[MATERIAL FOR THE TASK Boundary: Start]

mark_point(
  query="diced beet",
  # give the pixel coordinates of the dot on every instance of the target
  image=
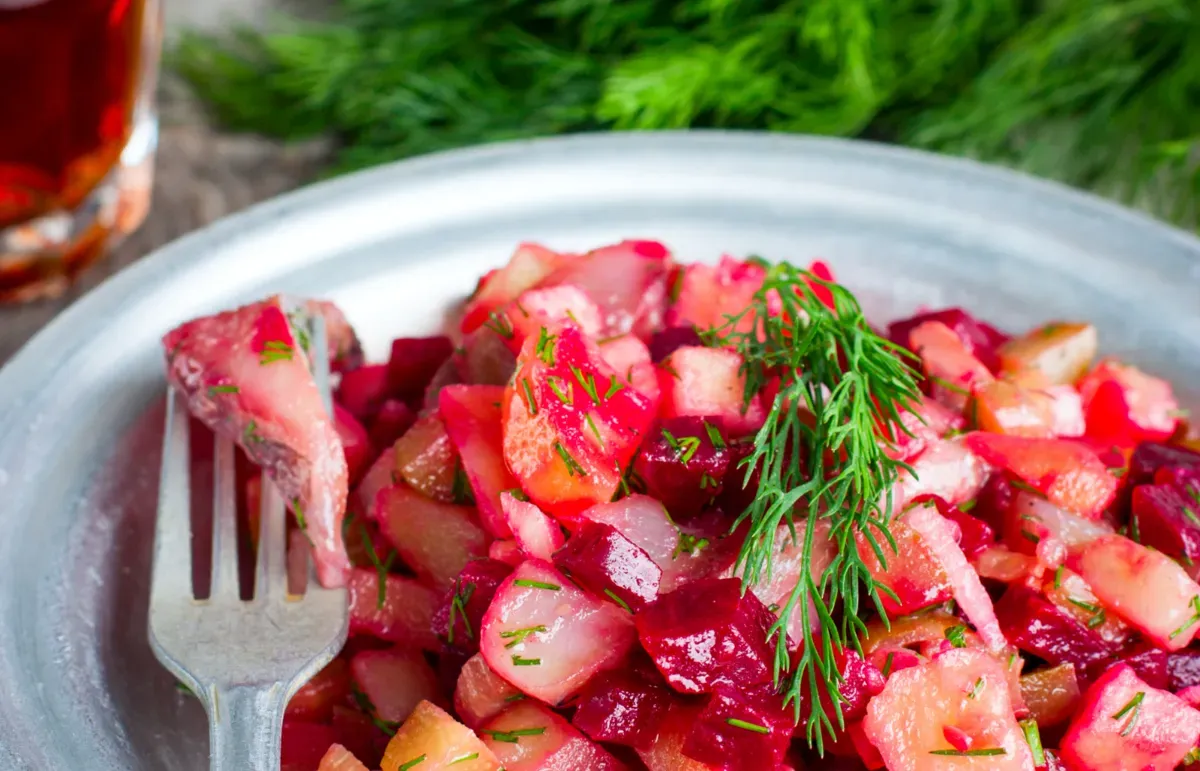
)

[MATERIAL FOR THE TASK Boundary: End]

EXERCISE AIM | Restate the entries verbatim, without pictures.

ANSWER |
mark_point(
  query="diced beet",
  # give the pixel coordinates of the dot on every instance of the target
  image=
)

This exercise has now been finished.